ASSIGNED TASK » Among the lines below, a stretch begins at the one with "Query: man in black t-shirt" and ends at the one with "Query: dog's hind leg". Repeat that stretch exactly, ends included.
======
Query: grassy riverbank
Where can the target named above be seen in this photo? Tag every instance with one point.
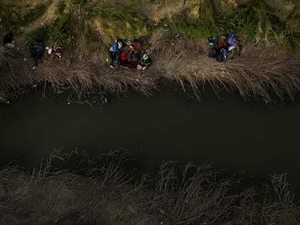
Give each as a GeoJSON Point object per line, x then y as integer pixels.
{"type": "Point", "coordinates": [106, 192]}
{"type": "Point", "coordinates": [268, 68]}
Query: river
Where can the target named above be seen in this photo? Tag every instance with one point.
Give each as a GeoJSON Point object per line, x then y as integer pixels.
{"type": "Point", "coordinates": [232, 134]}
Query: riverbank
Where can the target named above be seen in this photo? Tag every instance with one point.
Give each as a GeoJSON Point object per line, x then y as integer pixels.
{"type": "Point", "coordinates": [268, 68]}
{"type": "Point", "coordinates": [106, 192]}
{"type": "Point", "coordinates": [260, 73]}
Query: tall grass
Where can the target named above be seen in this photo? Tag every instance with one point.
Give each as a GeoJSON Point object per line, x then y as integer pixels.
{"type": "Point", "coordinates": [257, 21]}
{"type": "Point", "coordinates": [74, 189]}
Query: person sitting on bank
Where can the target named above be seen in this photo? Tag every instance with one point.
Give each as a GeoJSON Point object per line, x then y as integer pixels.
{"type": "Point", "coordinates": [115, 51]}
{"type": "Point", "coordinates": [37, 50]}
{"type": "Point", "coordinates": [145, 62]}
{"type": "Point", "coordinates": [8, 41]}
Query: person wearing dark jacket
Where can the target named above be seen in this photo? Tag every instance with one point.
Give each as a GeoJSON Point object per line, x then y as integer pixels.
{"type": "Point", "coordinates": [144, 62]}
{"type": "Point", "coordinates": [8, 41]}
{"type": "Point", "coordinates": [37, 50]}
{"type": "Point", "coordinates": [115, 51]}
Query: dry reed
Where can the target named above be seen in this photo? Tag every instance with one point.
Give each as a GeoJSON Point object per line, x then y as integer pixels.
{"type": "Point", "coordinates": [260, 73]}
{"type": "Point", "coordinates": [106, 195]}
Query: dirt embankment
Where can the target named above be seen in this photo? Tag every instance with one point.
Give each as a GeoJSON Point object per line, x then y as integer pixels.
{"type": "Point", "coordinates": [259, 73]}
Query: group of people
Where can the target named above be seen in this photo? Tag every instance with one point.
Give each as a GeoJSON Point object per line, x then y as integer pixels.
{"type": "Point", "coordinates": [222, 48]}
{"type": "Point", "coordinates": [37, 48]}
{"type": "Point", "coordinates": [129, 54]}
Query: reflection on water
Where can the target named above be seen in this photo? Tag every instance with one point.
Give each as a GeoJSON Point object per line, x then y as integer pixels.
{"type": "Point", "coordinates": [232, 134]}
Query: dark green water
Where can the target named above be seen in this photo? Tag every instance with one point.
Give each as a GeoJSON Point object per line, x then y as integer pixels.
{"type": "Point", "coordinates": [230, 133]}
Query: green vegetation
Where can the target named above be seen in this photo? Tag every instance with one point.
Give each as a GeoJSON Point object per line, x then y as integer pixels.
{"type": "Point", "coordinates": [72, 189]}
{"type": "Point", "coordinates": [13, 17]}
{"type": "Point", "coordinates": [257, 21]}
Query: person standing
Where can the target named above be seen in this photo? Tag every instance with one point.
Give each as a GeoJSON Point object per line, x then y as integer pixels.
{"type": "Point", "coordinates": [114, 52]}
{"type": "Point", "coordinates": [8, 41]}
{"type": "Point", "coordinates": [37, 50]}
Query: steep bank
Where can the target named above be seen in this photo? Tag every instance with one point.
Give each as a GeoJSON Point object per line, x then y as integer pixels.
{"type": "Point", "coordinates": [265, 70]}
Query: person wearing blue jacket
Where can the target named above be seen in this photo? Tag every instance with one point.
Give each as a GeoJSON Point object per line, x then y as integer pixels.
{"type": "Point", "coordinates": [115, 51]}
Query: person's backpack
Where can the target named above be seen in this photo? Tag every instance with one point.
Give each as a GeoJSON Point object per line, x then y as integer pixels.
{"type": "Point", "coordinates": [39, 46]}
{"type": "Point", "coordinates": [212, 41]}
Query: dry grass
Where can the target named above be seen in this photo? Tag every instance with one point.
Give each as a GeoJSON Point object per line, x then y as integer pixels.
{"type": "Point", "coordinates": [107, 195]}
{"type": "Point", "coordinates": [260, 73]}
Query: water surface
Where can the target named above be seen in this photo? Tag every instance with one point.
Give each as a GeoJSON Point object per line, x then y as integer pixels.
{"type": "Point", "coordinates": [169, 126]}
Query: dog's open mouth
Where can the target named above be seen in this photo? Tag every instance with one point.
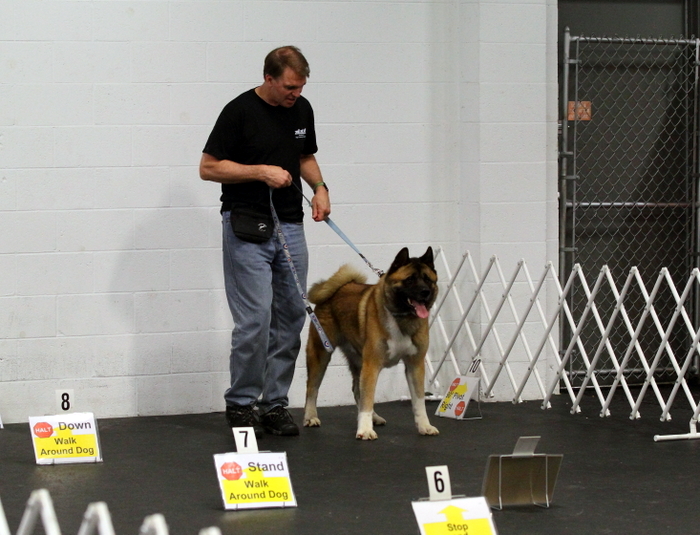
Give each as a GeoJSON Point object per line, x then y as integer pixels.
{"type": "Point", "coordinates": [419, 308]}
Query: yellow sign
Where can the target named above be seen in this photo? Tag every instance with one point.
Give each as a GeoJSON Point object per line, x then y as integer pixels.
{"type": "Point", "coordinates": [456, 400]}
{"type": "Point", "coordinates": [254, 480]}
{"type": "Point", "coordinates": [463, 516]}
{"type": "Point", "coordinates": [66, 438]}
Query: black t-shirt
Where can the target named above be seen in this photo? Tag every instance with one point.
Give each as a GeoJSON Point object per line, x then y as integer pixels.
{"type": "Point", "coordinates": [250, 131]}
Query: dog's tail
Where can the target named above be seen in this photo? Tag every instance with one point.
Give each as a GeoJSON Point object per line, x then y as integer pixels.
{"type": "Point", "coordinates": [322, 291]}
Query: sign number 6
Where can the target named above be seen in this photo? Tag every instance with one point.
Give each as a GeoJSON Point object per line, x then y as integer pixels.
{"type": "Point", "coordinates": [439, 482]}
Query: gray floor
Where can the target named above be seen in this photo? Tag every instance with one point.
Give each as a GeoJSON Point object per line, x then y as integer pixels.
{"type": "Point", "coordinates": [614, 477]}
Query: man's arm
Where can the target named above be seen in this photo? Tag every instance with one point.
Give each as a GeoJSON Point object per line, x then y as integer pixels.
{"type": "Point", "coordinates": [229, 172]}
{"type": "Point", "coordinates": [311, 173]}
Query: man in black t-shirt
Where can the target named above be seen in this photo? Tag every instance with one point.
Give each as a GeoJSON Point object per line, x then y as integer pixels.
{"type": "Point", "coordinates": [260, 148]}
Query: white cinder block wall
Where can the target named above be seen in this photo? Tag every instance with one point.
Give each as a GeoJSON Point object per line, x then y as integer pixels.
{"type": "Point", "coordinates": [436, 125]}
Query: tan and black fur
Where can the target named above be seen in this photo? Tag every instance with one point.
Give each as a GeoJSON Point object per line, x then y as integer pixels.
{"type": "Point", "coordinates": [376, 326]}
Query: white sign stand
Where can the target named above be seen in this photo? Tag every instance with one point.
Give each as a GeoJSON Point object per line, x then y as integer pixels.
{"type": "Point", "coordinates": [445, 514]}
{"type": "Point", "coordinates": [65, 438]}
{"type": "Point", "coordinates": [249, 479]}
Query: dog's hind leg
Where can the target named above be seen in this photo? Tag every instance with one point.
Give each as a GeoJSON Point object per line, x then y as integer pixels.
{"type": "Point", "coordinates": [415, 376]}
{"type": "Point", "coordinates": [367, 387]}
{"type": "Point", "coordinates": [376, 419]}
{"type": "Point", "coordinates": [317, 359]}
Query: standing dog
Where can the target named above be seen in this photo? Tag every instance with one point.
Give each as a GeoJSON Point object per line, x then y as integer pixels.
{"type": "Point", "coordinates": [376, 326]}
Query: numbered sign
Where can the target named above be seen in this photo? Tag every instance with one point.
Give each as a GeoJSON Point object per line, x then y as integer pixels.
{"type": "Point", "coordinates": [245, 440]}
{"type": "Point", "coordinates": [65, 400]}
{"type": "Point", "coordinates": [439, 485]}
{"type": "Point", "coordinates": [254, 480]}
{"type": "Point", "coordinates": [65, 438]}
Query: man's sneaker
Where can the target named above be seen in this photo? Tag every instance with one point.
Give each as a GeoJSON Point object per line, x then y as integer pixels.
{"type": "Point", "coordinates": [278, 421]}
{"type": "Point", "coordinates": [243, 416]}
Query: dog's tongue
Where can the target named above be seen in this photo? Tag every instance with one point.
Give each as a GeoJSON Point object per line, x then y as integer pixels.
{"type": "Point", "coordinates": [420, 309]}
======
TASK RESPONSE »
Query: man in black t-shirt
Where can the target named above be seen in this photo? Tag every instance with one point.
Give each as a GeoJSON Point object per line, x then y as integer pixels.
{"type": "Point", "coordinates": [260, 148]}
Query: white cinder block wall
Where can the target named above be seen in this photo? Tag every instance with one point.
Give each as a GeoJSON Point object per line, x then y as integer pixels.
{"type": "Point", "coordinates": [436, 125]}
Query: tan and black fur
Where can the target named above be seen in this photo? Tag every instance with one point.
Give each as a GeoJSON Point object per line, x then y as integer pixels.
{"type": "Point", "coordinates": [376, 326]}
Query: white sign stand
Where can the target named above be seen in this photo? Tag every instance with one point.
Give each as a GeoJSON Point object per line, x then y as integer pixels.
{"type": "Point", "coordinates": [445, 514]}
{"type": "Point", "coordinates": [65, 438]}
{"type": "Point", "coordinates": [249, 479]}
Query: dog's hind leg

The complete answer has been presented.